======== DATA TO USE

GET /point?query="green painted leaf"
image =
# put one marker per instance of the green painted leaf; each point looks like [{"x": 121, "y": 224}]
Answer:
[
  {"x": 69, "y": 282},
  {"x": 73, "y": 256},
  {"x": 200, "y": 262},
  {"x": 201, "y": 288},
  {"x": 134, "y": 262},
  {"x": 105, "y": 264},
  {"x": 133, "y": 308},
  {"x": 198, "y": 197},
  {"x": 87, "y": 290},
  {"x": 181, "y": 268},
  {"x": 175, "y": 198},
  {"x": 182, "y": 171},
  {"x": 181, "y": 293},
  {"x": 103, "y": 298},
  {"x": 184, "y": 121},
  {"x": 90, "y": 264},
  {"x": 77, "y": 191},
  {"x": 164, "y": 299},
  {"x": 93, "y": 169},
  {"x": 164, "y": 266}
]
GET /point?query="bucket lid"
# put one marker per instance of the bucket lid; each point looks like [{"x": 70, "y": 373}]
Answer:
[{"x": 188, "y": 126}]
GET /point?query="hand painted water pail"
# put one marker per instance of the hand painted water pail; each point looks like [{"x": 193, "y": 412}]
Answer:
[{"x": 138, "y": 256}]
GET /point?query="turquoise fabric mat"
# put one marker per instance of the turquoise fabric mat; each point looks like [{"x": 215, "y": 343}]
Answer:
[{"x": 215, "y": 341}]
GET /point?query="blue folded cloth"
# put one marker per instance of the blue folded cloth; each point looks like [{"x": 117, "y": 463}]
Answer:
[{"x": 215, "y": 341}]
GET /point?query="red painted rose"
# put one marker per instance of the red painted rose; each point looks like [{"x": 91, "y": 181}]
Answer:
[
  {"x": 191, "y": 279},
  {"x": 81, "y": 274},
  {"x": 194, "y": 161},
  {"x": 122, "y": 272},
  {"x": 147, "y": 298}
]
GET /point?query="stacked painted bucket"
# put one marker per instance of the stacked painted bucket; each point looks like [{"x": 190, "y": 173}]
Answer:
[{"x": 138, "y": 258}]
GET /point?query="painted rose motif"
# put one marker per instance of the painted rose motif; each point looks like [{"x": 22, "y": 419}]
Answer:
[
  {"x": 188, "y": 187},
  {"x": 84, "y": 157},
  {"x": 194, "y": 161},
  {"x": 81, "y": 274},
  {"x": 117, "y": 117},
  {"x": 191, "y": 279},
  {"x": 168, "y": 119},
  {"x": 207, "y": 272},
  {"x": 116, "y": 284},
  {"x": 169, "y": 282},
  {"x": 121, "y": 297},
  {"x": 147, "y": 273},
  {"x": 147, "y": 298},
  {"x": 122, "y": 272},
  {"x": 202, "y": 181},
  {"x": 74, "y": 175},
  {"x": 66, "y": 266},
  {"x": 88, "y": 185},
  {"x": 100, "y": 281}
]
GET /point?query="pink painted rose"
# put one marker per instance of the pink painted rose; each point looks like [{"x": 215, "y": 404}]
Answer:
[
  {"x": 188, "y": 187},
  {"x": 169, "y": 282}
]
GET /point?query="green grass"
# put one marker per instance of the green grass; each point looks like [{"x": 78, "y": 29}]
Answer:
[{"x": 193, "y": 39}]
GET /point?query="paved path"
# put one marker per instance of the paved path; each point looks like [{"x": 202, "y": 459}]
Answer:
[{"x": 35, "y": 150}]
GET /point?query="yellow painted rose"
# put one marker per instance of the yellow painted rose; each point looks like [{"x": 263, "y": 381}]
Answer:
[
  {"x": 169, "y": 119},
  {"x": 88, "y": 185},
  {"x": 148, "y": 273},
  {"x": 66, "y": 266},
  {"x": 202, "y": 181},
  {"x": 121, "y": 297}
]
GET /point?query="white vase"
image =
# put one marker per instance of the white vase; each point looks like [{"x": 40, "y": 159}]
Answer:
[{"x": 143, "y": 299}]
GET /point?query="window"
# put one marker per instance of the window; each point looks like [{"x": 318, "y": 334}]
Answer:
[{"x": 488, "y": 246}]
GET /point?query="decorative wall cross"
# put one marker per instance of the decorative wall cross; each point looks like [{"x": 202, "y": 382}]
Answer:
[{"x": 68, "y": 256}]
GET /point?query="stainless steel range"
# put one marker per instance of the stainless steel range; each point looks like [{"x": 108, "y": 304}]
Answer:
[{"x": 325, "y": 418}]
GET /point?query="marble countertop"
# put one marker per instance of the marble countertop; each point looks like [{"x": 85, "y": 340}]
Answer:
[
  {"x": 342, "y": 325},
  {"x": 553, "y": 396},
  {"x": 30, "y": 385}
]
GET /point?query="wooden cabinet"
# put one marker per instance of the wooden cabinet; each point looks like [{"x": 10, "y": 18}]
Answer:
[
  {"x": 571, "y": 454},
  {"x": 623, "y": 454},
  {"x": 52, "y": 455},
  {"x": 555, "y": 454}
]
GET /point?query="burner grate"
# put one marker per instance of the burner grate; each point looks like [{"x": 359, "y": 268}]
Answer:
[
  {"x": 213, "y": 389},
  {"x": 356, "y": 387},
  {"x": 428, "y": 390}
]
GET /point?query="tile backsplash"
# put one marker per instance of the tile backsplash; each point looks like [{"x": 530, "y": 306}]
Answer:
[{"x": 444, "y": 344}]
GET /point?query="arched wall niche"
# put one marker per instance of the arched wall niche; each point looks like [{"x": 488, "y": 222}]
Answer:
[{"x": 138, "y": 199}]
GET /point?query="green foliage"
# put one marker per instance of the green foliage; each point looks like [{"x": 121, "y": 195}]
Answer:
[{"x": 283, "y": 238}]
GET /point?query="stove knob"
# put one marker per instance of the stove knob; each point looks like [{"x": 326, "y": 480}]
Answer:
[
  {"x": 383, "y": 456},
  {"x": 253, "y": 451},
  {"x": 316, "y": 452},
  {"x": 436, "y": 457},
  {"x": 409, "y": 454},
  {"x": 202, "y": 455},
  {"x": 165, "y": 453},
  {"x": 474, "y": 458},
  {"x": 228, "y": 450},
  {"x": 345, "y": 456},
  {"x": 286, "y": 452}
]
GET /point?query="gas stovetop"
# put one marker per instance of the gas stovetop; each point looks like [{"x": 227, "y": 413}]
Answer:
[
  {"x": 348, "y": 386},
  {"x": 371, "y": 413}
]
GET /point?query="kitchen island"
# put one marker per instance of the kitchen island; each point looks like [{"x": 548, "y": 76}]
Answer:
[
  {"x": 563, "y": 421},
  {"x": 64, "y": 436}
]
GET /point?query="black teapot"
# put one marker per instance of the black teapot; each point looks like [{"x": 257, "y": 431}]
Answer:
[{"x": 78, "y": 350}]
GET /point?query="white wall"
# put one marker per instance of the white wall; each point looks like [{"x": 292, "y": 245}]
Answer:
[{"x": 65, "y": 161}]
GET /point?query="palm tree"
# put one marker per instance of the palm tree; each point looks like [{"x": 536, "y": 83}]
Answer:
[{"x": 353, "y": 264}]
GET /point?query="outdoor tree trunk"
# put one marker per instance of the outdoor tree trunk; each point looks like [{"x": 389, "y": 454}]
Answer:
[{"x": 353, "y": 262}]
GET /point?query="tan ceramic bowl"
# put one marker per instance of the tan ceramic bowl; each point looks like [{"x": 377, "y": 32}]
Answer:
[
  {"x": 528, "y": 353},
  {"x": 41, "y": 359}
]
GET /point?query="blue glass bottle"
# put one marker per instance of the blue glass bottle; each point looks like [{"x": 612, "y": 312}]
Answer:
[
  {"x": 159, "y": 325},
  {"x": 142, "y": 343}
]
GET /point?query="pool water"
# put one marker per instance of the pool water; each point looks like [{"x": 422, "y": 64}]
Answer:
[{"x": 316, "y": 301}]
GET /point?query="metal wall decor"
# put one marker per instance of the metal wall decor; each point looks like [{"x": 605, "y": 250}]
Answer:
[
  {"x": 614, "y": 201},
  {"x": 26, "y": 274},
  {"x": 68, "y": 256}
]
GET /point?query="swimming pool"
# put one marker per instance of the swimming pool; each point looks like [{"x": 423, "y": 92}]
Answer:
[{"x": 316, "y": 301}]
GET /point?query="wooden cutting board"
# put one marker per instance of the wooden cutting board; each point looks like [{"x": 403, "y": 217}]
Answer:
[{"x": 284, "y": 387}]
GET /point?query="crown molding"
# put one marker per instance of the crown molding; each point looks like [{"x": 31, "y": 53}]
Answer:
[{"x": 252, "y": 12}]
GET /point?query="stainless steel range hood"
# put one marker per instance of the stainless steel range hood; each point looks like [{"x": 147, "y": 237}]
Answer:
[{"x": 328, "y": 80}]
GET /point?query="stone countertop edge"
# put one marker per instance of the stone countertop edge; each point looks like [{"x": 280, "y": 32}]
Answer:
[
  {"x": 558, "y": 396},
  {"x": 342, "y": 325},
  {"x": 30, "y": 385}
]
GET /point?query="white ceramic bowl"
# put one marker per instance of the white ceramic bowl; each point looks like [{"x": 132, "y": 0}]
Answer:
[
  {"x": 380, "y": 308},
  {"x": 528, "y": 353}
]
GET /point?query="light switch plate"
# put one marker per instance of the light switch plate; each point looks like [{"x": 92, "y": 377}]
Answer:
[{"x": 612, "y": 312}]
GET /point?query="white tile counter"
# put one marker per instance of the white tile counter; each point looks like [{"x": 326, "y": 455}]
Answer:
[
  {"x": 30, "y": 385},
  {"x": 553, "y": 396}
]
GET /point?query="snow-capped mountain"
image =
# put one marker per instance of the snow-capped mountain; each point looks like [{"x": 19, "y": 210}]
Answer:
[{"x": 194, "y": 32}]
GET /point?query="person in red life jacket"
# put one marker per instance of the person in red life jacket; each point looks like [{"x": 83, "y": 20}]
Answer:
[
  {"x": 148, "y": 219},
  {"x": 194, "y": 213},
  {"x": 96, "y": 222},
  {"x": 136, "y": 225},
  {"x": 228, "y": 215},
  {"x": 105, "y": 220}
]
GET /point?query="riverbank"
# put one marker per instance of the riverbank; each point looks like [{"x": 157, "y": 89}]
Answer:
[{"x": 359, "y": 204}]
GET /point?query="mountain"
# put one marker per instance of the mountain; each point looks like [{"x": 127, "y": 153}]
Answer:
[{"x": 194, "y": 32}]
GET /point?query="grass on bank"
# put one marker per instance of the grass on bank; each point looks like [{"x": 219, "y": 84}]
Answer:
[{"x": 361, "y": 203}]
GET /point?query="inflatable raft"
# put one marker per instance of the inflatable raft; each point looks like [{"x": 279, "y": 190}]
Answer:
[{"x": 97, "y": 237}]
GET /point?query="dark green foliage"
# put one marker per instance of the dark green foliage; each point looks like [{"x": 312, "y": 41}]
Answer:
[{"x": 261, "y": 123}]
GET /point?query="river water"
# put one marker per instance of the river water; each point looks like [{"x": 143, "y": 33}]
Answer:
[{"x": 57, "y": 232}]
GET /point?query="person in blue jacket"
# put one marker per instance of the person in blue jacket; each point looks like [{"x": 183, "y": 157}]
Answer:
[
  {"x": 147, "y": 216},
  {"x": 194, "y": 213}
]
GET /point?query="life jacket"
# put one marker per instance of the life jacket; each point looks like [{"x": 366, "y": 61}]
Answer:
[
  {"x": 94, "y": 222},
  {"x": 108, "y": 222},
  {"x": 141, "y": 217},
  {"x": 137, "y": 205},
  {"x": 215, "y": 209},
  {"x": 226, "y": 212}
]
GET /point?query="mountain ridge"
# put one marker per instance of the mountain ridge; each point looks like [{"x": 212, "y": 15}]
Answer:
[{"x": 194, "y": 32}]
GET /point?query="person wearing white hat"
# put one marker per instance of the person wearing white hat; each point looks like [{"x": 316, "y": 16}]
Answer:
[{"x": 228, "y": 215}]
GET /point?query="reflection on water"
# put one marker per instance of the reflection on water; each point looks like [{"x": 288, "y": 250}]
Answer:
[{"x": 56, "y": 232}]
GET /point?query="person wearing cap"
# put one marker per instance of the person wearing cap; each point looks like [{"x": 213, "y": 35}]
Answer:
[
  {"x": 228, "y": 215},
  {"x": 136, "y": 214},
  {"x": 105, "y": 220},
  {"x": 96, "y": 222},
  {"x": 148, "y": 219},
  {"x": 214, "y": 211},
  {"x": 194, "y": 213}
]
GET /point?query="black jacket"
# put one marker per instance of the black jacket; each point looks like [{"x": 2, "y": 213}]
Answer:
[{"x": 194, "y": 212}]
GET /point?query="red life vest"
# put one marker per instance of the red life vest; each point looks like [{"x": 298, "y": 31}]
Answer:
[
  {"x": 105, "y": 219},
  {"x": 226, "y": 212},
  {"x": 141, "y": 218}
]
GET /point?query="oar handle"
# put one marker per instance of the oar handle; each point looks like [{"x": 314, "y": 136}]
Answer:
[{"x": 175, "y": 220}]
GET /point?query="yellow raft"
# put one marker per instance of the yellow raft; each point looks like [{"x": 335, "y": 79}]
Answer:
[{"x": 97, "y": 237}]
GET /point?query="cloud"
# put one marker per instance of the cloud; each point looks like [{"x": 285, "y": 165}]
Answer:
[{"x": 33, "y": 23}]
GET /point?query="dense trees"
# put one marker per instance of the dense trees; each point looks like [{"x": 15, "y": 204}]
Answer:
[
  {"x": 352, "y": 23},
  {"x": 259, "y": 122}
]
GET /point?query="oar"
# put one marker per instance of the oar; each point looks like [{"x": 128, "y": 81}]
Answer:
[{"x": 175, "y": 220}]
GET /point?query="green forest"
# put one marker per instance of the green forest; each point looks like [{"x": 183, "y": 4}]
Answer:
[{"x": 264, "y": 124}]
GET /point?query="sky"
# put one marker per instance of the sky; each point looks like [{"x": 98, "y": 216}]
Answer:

================

§ YOUR TASK:
Pick out every line of the material above that contains the string "stacked", and copy each one. Case counts.

§ EXERCISE RESULT:
GET /point?query="stacked painted bucket"
# put one marker per instance of the stacked painted bucket; each point looks like [{"x": 190, "y": 173}]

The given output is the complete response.